> Reading passage:

Multi-tenancy and governance

Most organizations should run fewer, larger clusters instead of one cluster per team. Multi-tenancy makes that work without teams stepping on each other. A well-governed shared cluster is cheaper, easier to patch, and simpler to monitor — but without guardrails it becomes the wild west within weeks.

Tenancy models

Pick one model and stick with it. Mixing models in the same cluster creates confusion.

Model	When to use	Isolation level
Namespace-per-team	Default choice. Teams share a cluster, each gets a namespace with quotas and RBAC.	Logical
Namespace-per-environment	Small orgs where one team owns dev/staging/prod namespaces in the same cluster.	Logical
Cluster-per-tenant	Regulatory requirements (PCI, HIPAA), zero-trust between tenants, or GPU workloads that need full node control.	Physical

Use namespace-per-team unless you have a documented reason not to. Cluster-per-tenant doubles your operational burden.

tip

Start with namespace-per-team. You can promote a tenant to their own cluster later. Going the other direction is painful.

Namespace isolation checklist

Every new tenant namespace needs all five of these. Skip one and you have a gap.

#	Resource	Purpose
1	`ResourceQuota`	Caps total CPU, memory, storage, and object counts
2	`LimitRange`	Sets default requests/limits so no pod runs unbounded
3	`NetworkPolicy`	Denies all traffic by default, then allows specific flows
4	`RoleBinding`	Scoped RBAC — team members get only namespace-level access
5	Entra ID group mapping	Bind roles to Azure AD groups, not individual users

Resource quotas and LimitRange

Without quotas, one team can consume the entire cluster. Set quotas on day one, not after an incident.

apiVersion: v1
kind: ResourceQuota
metadata:
  name: team-alpha-quota
  namespace: team-alpha
spec:
  hard:
    requests.cpu: "8"
    requests.memory: 16Gi
    limits.cpu: "16"
    limits.memory: 32Gi
    persistentvolumeclaims: "10"
    pods: "50"
    services.loadbalancers: "2"

> Extracted material:
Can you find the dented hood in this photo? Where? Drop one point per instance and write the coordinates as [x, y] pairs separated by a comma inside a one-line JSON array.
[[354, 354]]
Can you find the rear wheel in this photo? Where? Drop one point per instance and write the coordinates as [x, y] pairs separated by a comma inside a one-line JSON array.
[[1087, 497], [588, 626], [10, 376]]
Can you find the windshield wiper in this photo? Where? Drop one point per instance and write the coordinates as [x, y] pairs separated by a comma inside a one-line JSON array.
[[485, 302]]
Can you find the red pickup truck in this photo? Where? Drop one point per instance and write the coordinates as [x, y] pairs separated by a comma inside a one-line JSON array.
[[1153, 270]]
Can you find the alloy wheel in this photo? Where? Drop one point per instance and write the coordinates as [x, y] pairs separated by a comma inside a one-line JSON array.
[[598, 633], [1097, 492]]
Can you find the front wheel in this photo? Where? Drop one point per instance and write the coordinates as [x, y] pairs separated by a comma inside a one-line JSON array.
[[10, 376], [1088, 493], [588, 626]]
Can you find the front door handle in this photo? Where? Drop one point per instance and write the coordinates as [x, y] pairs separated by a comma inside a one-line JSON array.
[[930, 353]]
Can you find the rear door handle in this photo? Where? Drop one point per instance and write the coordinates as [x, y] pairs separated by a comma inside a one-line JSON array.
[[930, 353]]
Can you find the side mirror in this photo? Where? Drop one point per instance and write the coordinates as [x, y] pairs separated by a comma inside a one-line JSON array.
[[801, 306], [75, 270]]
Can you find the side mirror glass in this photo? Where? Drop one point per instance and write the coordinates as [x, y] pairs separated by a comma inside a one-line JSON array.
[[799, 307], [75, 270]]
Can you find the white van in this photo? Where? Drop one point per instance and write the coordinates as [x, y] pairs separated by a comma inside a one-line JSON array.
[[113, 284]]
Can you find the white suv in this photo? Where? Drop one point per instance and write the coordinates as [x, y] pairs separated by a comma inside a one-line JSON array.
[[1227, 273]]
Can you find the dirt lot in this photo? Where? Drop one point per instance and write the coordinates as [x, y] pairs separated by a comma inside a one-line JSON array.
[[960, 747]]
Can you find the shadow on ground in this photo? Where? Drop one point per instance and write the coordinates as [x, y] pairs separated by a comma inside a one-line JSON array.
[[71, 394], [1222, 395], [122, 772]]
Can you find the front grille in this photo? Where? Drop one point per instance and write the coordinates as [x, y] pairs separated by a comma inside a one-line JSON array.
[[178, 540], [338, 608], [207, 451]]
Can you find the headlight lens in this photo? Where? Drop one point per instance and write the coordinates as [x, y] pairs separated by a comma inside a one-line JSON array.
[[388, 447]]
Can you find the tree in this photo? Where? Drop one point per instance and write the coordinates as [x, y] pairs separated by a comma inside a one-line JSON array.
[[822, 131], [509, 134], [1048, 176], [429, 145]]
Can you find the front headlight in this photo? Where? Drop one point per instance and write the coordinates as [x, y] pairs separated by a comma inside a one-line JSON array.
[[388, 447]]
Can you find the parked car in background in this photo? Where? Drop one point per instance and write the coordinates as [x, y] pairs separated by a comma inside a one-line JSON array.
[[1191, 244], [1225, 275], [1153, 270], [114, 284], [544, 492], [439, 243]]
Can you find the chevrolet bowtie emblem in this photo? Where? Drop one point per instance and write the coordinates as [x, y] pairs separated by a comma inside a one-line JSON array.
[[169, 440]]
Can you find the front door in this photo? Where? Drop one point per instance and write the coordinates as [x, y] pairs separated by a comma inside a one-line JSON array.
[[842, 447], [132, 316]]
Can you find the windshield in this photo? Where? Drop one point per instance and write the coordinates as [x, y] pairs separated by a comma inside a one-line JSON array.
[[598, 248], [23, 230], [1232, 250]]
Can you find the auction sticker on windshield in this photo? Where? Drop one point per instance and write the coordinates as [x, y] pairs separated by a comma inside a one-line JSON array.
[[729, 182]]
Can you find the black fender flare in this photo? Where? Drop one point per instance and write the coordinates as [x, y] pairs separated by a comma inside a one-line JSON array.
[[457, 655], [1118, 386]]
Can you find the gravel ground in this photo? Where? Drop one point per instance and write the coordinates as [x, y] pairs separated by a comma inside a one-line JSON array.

> Written problem 1: From the multi-tenancy page, extract everything from "Pick one model" down to "direction is painful.", copied word for word.
> Written problem 2:
Answer these questions from the multi-tenancy page:
(a) Which tenancy model does the page call the default choice?
(b) How many pods does the quota for team-alpha allow?
(c) Roles should be bound to what instead of to individual users?
> Written problem 3: Name every item on the namespace isolation checklist in the multi-tenancy page.

> Task response 1:
Pick one model and stick with it. Mixing models in the same cluster creates confusion.

Model	When to use	Isolation level
Namespace-per-team	Default choice. Teams share a cluster, each gets a namespace with quotas and RBAC.	Logical
Namespace-per-environment	Small orgs where one team owns dev/staging/prod namespaces in the same cluster.	Logical
Cluster-per-tenant	Regulatory requirements (PCI, HIPAA), zero-trust between tenants, or GPU workloads that need full node control.	Physical

Use namespace-per-team unless you have a documented reason not to. Cluster-per-tenant doubles your operational burden.

tip

Start with namespace-per-team. You can promote a tenant to their own cluster later. Going the other direction is painful.

> Task response 2:
(a) Namespace-per-team
(b) 50
(c) Azure AD groups

> Task response 3:
ResourceQuota
LimitRange
NetworkPolicy
RoleBinding
Entra ID group mapping